Reproduce the records that follow exactly as they are written.
——————
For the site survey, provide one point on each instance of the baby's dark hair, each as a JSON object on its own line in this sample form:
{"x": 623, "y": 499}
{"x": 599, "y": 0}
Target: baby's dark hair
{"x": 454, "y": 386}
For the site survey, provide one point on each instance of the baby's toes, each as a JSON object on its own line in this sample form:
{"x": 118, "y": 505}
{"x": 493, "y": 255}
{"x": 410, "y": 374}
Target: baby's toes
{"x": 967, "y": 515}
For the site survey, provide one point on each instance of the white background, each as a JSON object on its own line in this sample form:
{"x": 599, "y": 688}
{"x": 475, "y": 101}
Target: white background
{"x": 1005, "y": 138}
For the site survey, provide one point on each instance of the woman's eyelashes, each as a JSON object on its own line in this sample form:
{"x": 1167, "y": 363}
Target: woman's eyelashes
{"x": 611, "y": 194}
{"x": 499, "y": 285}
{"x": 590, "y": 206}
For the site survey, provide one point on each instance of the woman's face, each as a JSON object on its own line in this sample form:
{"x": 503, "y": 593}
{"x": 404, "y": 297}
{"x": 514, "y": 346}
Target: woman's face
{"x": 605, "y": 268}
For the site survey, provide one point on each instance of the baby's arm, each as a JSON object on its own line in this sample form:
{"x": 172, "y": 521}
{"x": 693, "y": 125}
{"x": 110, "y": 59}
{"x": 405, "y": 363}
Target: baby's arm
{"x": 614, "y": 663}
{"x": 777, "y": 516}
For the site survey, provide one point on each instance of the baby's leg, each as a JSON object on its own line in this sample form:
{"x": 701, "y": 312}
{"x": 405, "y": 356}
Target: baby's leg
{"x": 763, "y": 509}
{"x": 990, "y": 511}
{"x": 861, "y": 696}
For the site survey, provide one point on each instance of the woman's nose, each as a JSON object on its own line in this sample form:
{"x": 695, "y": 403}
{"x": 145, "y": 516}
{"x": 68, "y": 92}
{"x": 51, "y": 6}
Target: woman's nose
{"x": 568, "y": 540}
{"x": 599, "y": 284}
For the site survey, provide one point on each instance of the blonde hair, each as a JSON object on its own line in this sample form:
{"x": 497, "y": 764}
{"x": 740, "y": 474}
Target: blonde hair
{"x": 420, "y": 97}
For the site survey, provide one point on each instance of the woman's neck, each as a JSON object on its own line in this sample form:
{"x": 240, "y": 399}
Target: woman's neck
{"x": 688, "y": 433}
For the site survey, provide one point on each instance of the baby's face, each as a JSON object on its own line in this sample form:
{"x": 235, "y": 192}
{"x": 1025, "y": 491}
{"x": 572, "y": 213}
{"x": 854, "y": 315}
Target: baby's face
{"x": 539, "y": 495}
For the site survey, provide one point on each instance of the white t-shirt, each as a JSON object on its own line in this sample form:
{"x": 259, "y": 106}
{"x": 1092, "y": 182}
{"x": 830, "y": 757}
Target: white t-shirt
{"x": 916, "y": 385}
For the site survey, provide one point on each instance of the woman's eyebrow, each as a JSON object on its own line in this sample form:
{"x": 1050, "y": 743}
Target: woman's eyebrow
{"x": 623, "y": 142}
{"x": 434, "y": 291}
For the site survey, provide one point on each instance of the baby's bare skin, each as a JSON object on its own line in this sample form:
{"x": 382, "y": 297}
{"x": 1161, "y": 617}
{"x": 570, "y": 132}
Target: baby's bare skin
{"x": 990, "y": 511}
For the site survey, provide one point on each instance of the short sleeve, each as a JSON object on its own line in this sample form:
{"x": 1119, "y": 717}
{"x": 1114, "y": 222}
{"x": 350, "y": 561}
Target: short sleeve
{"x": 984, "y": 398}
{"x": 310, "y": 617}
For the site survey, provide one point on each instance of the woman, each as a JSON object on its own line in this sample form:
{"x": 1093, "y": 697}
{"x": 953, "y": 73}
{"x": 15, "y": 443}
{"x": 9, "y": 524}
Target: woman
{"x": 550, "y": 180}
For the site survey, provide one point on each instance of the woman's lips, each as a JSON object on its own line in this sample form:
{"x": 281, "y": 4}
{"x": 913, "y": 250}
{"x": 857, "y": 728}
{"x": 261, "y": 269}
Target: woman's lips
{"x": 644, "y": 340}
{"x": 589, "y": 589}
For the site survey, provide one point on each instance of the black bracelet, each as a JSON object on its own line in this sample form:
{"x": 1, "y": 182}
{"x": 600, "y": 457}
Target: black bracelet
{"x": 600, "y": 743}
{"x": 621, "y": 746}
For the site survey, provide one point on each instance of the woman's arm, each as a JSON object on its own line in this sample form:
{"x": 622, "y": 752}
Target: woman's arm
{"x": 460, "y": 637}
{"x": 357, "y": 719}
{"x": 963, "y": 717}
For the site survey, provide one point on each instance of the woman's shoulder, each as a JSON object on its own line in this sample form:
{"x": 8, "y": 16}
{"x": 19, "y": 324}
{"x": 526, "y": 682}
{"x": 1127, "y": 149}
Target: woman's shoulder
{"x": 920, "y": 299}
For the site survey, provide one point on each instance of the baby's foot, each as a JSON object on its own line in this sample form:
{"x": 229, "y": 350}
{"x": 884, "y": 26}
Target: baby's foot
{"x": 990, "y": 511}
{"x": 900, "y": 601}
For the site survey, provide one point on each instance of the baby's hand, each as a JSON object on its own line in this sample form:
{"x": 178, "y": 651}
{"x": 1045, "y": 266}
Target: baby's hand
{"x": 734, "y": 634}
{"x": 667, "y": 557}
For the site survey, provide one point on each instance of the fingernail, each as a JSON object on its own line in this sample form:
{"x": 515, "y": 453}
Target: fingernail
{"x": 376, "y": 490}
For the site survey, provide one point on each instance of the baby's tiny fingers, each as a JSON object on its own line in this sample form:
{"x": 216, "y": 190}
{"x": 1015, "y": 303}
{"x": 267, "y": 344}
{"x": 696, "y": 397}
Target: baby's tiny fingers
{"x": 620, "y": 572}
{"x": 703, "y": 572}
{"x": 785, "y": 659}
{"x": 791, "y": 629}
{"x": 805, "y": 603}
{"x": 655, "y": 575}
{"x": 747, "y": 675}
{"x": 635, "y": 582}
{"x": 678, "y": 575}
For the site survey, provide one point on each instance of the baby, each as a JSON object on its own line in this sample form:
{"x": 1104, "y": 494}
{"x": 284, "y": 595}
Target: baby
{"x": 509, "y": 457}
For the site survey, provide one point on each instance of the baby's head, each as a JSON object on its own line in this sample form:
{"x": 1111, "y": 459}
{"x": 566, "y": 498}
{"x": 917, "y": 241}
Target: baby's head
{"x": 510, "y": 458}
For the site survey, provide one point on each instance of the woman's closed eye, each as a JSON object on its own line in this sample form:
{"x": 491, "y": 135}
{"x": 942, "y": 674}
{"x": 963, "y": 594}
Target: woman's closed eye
——————
EXERCISE SOLUTION
For the site survey, provide one point on each instance of the baby's dark hair, each as a JSON object on its own line in this sample form:
{"x": 623, "y": 499}
{"x": 599, "y": 0}
Target: baby's dark hair
{"x": 454, "y": 386}
For the site survey, provide one point on each instance of the baby's toes, each as a JSON object on its own line in this sample form:
{"x": 118, "y": 505}
{"x": 493, "y": 255}
{"x": 410, "y": 374}
Target: baby's toes
{"x": 967, "y": 515}
For the site survey, provide one point on each instance of the white background, each as a JSON object on its own line in this sample form:
{"x": 599, "y": 688}
{"x": 475, "y": 101}
Target: white background
{"x": 1005, "y": 138}
For the site survey, provide one point on each instance of the woman's eyelashes, each as a JSON object on its own line in this sample form:
{"x": 1167, "y": 363}
Target: woman's eyelashes
{"x": 611, "y": 194}
{"x": 499, "y": 285}
{"x": 590, "y": 206}
For the site survey, provide one point on each instance of the woman's face, each as a JSON object on its own line in this sample form:
{"x": 503, "y": 593}
{"x": 404, "y": 297}
{"x": 514, "y": 346}
Target: woman's face
{"x": 605, "y": 268}
For the site survey, provide one point on each instance of the baby's arm, each as a JSON object on its own line in this sample form:
{"x": 172, "y": 521}
{"x": 693, "y": 125}
{"x": 110, "y": 59}
{"x": 405, "y": 363}
Target: baby's arm
{"x": 614, "y": 663}
{"x": 777, "y": 516}
For the site survey, provide one point on each instance of the baby's leg, each as a JSON object on its own line in this sample form:
{"x": 701, "y": 312}
{"x": 405, "y": 356}
Target: baby's leg
{"x": 763, "y": 509}
{"x": 990, "y": 511}
{"x": 861, "y": 696}
For the site survey, provide one point on each instance of the woman's nose, each as a JSON object on its own line in this sample form:
{"x": 695, "y": 403}
{"x": 145, "y": 516}
{"x": 68, "y": 92}
{"x": 51, "y": 6}
Target: woman's nose
{"x": 568, "y": 540}
{"x": 599, "y": 284}
For the site survey, provide one point on each instance of the blonde hair, each as a JSON object on its own line in this sample form:
{"x": 497, "y": 764}
{"x": 740, "y": 474}
Target: blonde hair
{"x": 420, "y": 97}
For the site survey, provide one point on each instance of the woman's neck, each as a JSON object on its own line in this sample form:
{"x": 240, "y": 399}
Target: woman's neck
{"x": 688, "y": 433}
For the site survey, provide one point on each instance of the baby's face, each as a JSON object on its own line in this sample form:
{"x": 235, "y": 192}
{"x": 1025, "y": 491}
{"x": 572, "y": 213}
{"x": 854, "y": 315}
Target: baby's face
{"x": 539, "y": 495}
For the site survey, provide one point on each instance of the white t-shirt, each as a JSON object on its own line in this sample form:
{"x": 259, "y": 106}
{"x": 1092, "y": 182}
{"x": 830, "y": 757}
Target: white t-shirt
{"x": 916, "y": 385}
For the site survey, provide one point on each instance of the woman's eyebrow, each as a JSON object on its own line in this sample form:
{"x": 1050, "y": 743}
Target: woman's eyebrow
{"x": 623, "y": 142}
{"x": 434, "y": 291}
For the site survey, provide one point on each instance of the baby's bare skin, each as a JSON object on its own line in this sample form:
{"x": 382, "y": 297}
{"x": 1161, "y": 617}
{"x": 570, "y": 132}
Target: baby's bare skin
{"x": 990, "y": 511}
For the site survey, provide one point on each instance of the short sleeve, each as a JSON object on its own line in this sample form:
{"x": 1119, "y": 717}
{"x": 1114, "y": 222}
{"x": 350, "y": 561}
Target: short sleeve
{"x": 984, "y": 398}
{"x": 310, "y": 617}
For the site survey, provide one point on each instance of the woman, each as a JSON object on its own line in this sample form:
{"x": 1093, "y": 697}
{"x": 953, "y": 73}
{"x": 15, "y": 443}
{"x": 9, "y": 524}
Target: woman
{"x": 550, "y": 180}
For the site survey, provide one point on each instance of the woman's lips, each as a JSON object on its own line in this sample form:
{"x": 281, "y": 4}
{"x": 913, "y": 250}
{"x": 857, "y": 728}
{"x": 261, "y": 269}
Target: woman's lips
{"x": 644, "y": 340}
{"x": 589, "y": 589}
For the site survey, provide one point on each instance of the black bracelet, each as a JSON object on its own line in this sample form:
{"x": 1, "y": 182}
{"x": 600, "y": 457}
Target: black bracelet
{"x": 600, "y": 743}
{"x": 621, "y": 746}
For the site survey, provide one point on each instance of the woman's arm, each as a JSON object on its own line in this sample form:
{"x": 622, "y": 752}
Target: woman's arm
{"x": 460, "y": 637}
{"x": 357, "y": 719}
{"x": 963, "y": 717}
For the site survey, provide one point on each instance of the woman's shoulder, each as a JSON object on its own line in this sample form:
{"x": 8, "y": 16}
{"x": 19, "y": 324}
{"x": 526, "y": 682}
{"x": 1127, "y": 149}
Target: woman's shoulder
{"x": 920, "y": 299}
For the site survey, provide one point on each instance of the baby's foot, each as a JSON object on its own line in this sample form:
{"x": 229, "y": 350}
{"x": 884, "y": 26}
Target: baby's foot
{"x": 990, "y": 511}
{"x": 900, "y": 601}
For the site survey, provide one point on each instance of the baby's hand, each as a JSON object on its own line in this sample form:
{"x": 178, "y": 651}
{"x": 1045, "y": 266}
Target: baby's hand
{"x": 734, "y": 634}
{"x": 667, "y": 557}
For the site survey, provide one point on each instance of the fingernail, each as a JSON object on its own line in this sample form:
{"x": 515, "y": 453}
Target: fingernail
{"x": 376, "y": 490}
For the site survey, provide one point on each instance of the baby's tiny fingers, each as a JSON object on its own line in this sample form:
{"x": 216, "y": 190}
{"x": 1015, "y": 303}
{"x": 267, "y": 344}
{"x": 696, "y": 397}
Target: baby's tiny fingers
{"x": 620, "y": 572}
{"x": 703, "y": 572}
{"x": 785, "y": 659}
{"x": 791, "y": 629}
{"x": 805, "y": 603}
{"x": 655, "y": 575}
{"x": 747, "y": 675}
{"x": 635, "y": 582}
{"x": 678, "y": 575}
For the site survey, provide one point on each instance of the baby, each as a JSON object on its own line in this sample form:
{"x": 1104, "y": 494}
{"x": 284, "y": 595}
Target: baby
{"x": 509, "y": 457}
For the site survey, provide one point on each instance of the baby's head, each as a JSON object on its own line in this sample form:
{"x": 1111, "y": 459}
{"x": 566, "y": 498}
{"x": 917, "y": 241}
Target: baby's head
{"x": 510, "y": 458}
For the site survey, provide one point on each instance of the woman's closed eye, each as a JSON object on its own line in this sample form:
{"x": 491, "y": 135}
{"x": 942, "y": 674}
{"x": 963, "y": 594}
Target: woman's closed eye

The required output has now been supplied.